**DESCRIPTION OF THE TASK**
Gather every line of the data that contains the word "metal". Case counts.
* * * *
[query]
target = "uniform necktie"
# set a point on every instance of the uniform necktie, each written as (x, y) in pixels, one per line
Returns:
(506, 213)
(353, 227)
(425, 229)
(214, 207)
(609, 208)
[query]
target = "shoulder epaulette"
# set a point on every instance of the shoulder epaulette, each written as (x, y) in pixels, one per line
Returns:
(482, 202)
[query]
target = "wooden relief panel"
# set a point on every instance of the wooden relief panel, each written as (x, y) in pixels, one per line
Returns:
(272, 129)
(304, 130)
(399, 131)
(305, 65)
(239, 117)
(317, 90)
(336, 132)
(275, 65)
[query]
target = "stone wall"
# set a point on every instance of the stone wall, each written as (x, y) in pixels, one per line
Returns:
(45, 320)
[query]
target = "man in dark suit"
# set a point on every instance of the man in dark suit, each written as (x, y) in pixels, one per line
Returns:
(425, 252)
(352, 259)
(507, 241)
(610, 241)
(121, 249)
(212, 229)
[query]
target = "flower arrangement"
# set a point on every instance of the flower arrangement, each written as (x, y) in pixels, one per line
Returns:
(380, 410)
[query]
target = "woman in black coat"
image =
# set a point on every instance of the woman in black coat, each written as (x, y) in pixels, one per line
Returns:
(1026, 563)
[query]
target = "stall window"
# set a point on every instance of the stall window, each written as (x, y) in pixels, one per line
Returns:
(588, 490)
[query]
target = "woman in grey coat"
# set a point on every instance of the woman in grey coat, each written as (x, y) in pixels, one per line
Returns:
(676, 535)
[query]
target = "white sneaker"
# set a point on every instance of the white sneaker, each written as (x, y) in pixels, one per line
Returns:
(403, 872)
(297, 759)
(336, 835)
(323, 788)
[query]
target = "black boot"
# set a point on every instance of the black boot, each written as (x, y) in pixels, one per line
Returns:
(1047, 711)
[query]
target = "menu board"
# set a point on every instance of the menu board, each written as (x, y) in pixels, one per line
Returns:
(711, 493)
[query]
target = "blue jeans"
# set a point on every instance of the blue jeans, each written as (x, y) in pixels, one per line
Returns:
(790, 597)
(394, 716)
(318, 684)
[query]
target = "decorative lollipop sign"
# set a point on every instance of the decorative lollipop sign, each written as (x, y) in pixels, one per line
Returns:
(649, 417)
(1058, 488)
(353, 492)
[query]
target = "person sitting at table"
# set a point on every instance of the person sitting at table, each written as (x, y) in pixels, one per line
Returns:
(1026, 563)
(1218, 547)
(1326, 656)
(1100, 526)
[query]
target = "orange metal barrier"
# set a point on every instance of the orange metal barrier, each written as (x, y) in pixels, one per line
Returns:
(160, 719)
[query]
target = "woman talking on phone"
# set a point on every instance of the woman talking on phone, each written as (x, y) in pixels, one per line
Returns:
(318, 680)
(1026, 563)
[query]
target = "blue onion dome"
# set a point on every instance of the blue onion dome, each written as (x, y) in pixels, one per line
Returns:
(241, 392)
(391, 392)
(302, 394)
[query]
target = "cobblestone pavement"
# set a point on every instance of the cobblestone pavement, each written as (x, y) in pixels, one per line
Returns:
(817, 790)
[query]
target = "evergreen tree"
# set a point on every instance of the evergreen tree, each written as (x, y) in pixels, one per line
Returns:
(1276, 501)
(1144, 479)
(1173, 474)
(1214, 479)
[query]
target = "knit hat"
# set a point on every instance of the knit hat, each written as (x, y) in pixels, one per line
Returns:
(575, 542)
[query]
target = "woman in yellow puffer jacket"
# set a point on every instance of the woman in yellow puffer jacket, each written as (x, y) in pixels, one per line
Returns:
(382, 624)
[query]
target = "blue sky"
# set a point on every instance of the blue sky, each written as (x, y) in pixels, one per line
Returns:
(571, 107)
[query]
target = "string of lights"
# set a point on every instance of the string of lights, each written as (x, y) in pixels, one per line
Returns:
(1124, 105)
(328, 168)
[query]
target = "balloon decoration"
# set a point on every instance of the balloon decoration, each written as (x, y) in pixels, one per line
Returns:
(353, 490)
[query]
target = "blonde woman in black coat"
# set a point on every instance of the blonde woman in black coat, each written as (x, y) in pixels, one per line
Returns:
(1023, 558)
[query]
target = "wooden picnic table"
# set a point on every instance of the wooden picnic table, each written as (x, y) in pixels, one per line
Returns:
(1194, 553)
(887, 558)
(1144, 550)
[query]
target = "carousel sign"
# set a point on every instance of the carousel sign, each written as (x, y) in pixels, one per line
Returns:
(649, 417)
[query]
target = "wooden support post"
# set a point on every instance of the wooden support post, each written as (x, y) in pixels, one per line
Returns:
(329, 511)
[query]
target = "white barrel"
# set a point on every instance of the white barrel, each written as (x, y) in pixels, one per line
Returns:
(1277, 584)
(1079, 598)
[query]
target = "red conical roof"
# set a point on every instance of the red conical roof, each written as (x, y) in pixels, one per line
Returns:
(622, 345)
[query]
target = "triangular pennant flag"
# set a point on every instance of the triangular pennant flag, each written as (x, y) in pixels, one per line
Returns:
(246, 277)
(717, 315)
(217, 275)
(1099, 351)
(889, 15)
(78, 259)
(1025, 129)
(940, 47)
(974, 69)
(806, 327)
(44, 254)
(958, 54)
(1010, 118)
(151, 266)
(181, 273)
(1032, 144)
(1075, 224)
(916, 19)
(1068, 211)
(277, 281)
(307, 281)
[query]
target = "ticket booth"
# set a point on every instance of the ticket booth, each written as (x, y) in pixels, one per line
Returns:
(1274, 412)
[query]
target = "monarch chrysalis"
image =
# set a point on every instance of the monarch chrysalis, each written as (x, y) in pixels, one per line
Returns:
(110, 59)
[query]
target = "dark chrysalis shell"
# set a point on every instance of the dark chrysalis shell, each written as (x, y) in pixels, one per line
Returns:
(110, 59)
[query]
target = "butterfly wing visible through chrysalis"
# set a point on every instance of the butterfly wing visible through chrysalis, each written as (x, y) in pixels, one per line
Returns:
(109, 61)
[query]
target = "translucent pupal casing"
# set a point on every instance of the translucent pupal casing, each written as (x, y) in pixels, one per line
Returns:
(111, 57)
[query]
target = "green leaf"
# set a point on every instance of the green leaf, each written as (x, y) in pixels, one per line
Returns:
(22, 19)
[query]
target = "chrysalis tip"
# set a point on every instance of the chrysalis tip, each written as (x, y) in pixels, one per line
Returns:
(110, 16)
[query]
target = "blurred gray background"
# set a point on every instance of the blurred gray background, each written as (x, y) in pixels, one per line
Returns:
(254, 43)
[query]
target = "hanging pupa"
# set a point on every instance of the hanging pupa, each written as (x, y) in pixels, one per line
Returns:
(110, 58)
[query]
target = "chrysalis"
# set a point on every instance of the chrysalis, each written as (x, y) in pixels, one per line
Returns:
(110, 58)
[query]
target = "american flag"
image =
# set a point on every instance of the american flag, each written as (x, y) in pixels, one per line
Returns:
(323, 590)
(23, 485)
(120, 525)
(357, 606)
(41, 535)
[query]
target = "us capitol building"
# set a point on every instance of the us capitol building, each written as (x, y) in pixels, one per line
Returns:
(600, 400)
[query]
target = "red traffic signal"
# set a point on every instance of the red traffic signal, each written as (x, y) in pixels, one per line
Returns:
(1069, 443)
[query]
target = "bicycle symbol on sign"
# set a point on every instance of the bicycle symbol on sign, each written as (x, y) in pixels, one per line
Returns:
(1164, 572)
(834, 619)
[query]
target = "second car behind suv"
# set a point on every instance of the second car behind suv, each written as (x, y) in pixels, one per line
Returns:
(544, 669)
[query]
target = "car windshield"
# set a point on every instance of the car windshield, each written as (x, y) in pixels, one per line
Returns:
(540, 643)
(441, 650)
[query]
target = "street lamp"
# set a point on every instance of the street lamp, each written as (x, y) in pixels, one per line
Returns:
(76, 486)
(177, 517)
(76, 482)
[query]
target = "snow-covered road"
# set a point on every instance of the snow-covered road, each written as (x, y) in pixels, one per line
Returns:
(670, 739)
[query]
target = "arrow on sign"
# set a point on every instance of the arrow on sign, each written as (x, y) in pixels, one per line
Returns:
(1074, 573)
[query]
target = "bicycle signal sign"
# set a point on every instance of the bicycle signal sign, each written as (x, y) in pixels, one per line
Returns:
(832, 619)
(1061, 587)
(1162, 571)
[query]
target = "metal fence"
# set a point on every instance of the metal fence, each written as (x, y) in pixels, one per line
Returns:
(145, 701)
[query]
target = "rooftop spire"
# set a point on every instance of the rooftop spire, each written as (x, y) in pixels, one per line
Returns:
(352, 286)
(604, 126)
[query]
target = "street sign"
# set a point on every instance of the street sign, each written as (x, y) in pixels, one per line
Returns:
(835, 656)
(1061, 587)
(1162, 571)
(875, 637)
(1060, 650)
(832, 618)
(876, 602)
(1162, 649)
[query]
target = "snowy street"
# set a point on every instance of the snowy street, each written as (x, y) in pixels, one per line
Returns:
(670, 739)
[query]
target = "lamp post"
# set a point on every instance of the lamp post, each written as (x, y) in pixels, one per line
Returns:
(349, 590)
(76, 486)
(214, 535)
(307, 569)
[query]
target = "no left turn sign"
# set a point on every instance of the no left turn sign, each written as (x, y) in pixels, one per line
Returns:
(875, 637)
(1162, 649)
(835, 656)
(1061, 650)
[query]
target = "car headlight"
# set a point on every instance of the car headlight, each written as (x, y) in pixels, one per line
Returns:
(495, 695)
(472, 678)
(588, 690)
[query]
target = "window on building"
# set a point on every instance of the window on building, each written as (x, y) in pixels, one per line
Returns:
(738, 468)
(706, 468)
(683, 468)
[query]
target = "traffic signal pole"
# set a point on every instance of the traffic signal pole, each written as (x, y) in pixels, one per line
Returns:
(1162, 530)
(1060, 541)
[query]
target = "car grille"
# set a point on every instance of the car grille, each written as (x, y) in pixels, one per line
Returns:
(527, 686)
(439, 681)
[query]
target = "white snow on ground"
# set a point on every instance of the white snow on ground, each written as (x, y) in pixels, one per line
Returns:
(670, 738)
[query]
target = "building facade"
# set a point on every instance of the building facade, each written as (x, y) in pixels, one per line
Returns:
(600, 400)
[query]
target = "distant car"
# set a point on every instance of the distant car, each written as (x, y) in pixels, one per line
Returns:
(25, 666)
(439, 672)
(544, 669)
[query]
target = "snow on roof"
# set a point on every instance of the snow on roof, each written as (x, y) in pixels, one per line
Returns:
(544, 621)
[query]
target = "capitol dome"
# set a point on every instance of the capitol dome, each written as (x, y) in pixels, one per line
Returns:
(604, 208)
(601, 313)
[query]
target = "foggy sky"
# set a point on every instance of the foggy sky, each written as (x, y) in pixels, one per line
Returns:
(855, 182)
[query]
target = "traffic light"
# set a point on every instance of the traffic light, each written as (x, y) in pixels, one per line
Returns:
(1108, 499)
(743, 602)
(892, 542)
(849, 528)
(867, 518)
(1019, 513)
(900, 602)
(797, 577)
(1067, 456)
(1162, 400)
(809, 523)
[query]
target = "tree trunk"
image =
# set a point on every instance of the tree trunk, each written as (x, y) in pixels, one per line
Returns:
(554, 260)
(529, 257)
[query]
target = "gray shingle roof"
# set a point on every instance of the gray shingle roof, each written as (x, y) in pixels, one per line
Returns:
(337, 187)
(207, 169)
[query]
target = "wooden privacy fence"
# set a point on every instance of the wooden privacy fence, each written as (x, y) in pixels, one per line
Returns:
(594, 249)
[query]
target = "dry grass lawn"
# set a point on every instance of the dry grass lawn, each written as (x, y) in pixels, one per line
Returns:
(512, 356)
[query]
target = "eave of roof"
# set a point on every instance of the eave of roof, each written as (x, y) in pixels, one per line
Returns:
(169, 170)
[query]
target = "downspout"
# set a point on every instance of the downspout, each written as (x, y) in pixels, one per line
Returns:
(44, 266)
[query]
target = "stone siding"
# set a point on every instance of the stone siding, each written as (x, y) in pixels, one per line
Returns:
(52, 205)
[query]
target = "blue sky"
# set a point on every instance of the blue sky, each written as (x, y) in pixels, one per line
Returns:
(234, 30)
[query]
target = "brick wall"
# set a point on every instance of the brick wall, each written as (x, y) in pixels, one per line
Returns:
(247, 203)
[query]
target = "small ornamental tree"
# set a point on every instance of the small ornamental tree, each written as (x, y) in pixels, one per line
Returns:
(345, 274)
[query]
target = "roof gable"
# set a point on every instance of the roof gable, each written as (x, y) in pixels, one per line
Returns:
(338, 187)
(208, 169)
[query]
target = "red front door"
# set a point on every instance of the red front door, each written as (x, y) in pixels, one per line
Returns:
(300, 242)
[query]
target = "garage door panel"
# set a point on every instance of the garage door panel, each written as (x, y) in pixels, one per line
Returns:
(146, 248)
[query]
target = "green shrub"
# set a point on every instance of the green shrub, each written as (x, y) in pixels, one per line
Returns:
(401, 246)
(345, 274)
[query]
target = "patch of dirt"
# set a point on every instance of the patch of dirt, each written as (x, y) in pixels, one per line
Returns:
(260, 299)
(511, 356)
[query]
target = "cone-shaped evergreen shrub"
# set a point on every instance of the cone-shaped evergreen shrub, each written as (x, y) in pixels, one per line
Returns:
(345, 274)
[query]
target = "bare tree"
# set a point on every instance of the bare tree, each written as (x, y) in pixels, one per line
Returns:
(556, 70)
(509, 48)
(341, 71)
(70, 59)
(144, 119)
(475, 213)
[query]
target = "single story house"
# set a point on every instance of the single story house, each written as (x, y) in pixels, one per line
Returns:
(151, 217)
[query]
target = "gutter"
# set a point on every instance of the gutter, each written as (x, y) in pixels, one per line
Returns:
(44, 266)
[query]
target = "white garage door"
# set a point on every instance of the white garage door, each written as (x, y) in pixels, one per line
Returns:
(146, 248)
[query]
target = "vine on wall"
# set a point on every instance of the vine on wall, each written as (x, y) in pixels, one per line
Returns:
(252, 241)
* * * *
**ANSWER FOR THE TASK**
target = "orange metal barrier"
# set a point on every instance of the orange metal barrier, each written as (x, y) in pixels, one per line
target = "metal fence"
# set a point on every instance of the metal fence, each written as (x, y) in pixels, one per line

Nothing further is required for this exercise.